» Travail à faire:
1. Recopiez tout le passage de l'extrait de La République depuis « Eh bien ! la » jusqu'à « Si, très certainement. », en renommant « citoyens » en « habitants ».
2. D'après l'extrait de La République, pourquoi la communauté de plaisir et de peine est-elle un bien pour la cité ?

» Texte du document:
━━━━
Du bienfait de la communautéPlaton, La République, livre V, IVe s. av. J.-C.
« Or, comme point de départ de notre accord, ne devons nous pas nous demander à nous-mêmes quel est, dans l’organisation d’une cité, le plus grand bien, celui que le législateur doit viser en établissant ses lois, et quel est aussi le plus grand mal ? Ensuite ne faut-il pas examiner si la communauté que nous avons décrite tout à l’heure nous met sur la trace de ce grand bien et nous éloigne de ce grand mal ?
On ne peut mieux dire.
Mais est-il plus grand mal pour une cité que ce qui la divise et la rend multiple au lieu d’une ? Est-il plus grand bien que ce qui l’unit et la rend une ?
Non.
Eh bien ! la communauté de plaisir et de peine n’est-elle pas un bien dans la cité, lorsque, autant que possible, tous les citoyens se réjouissent ou s’affligent également des mêmes événements heureux ou malheureux ?
Si, très certainement.
━━━━
» Extrait du listing:
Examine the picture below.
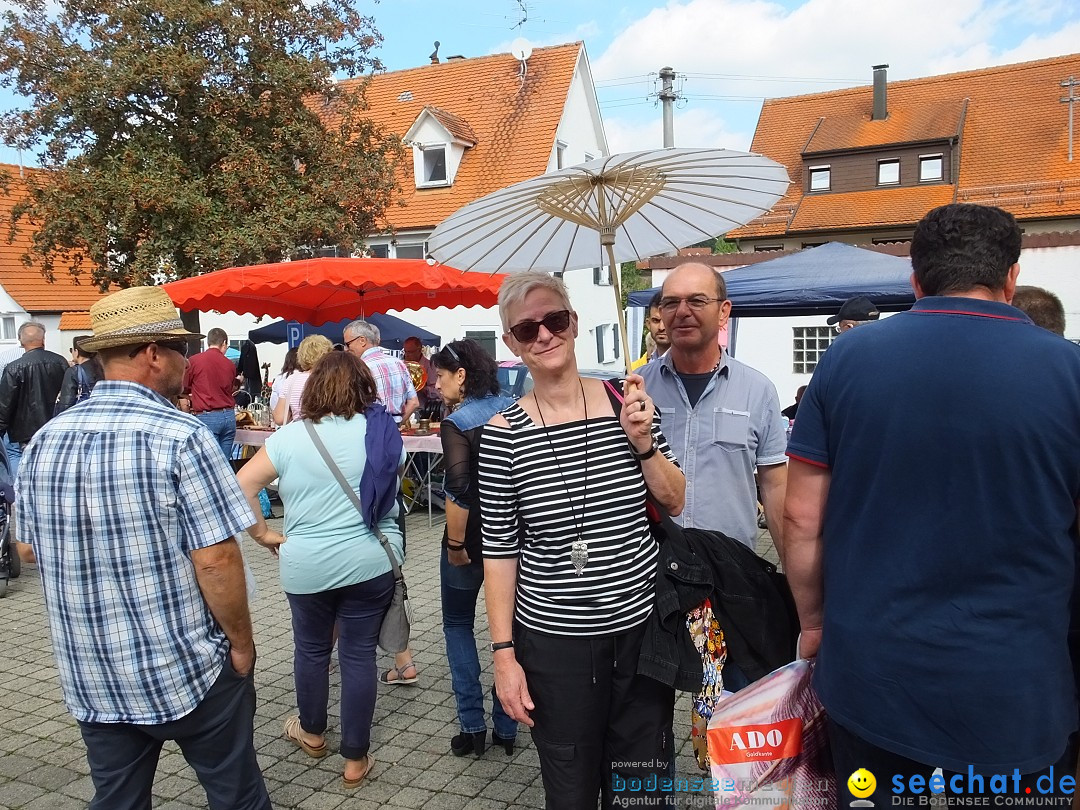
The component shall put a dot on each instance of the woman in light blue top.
(333, 568)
━━━━
» Corrigé:
1.
Eh bien ! la communauté de plaisir et de peine n’est-elle pas un bien dans la cité, lorsque, autant que possible, tous les habitants se réjouissent ou s’affligent également des mêmes événements heureux ou malheureux ?
Si, très certainement.

2. Le plus grand mal pour une cité est ce qui la divise et la rend multiple, et le plus grand bien ce qui l'unit et la rend une. La communauté de plaisir et de peine est un bien lorsque tous les citoyens se réjouissent ou s'affligent également des mêmes événements heureux ou malheureux.